:: Instrucciones y requisitos ::
Identifica en los registros cada línea que contenga la cadena "flower" y cópiala tal cual.

:: Material a procesar ::

····················

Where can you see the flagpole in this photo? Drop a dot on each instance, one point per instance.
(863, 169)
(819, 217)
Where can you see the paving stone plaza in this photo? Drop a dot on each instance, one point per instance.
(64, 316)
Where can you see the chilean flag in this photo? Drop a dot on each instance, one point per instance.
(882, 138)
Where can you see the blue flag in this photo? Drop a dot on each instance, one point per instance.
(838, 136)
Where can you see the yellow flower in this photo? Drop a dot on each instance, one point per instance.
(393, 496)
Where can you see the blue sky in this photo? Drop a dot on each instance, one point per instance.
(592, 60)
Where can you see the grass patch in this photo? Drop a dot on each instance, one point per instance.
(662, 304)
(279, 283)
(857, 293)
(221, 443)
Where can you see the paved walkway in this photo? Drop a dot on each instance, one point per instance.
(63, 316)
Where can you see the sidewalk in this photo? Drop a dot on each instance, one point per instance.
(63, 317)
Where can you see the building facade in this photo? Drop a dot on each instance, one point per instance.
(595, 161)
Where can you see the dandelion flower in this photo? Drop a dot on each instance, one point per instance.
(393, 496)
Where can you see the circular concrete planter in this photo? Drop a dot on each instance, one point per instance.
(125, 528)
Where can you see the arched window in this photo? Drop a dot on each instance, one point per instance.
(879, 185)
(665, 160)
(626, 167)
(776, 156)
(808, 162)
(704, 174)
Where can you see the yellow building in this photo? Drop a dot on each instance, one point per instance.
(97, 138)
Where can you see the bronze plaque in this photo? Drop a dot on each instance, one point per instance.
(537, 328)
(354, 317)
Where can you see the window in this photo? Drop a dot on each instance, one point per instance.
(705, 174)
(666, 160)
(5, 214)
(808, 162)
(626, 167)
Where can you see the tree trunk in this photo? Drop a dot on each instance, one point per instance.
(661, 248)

····················

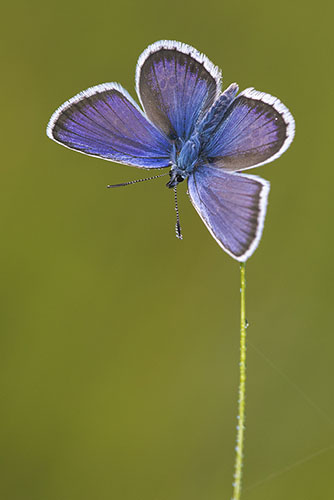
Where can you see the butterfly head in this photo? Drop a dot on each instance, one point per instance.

····················

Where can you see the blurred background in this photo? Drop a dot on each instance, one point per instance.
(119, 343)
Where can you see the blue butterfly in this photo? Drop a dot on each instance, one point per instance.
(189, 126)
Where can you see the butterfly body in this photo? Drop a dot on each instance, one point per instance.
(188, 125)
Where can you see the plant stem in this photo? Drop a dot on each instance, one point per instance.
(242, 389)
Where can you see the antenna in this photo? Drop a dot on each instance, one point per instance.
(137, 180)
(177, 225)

····················

:: Resultado obtenido ::
Where can you see the yellow flower in this photo? Drop a dot on each instance, one point per instance.
Where can you see the dandelion flower in this photo? Drop a dot on each instance, one point per instance.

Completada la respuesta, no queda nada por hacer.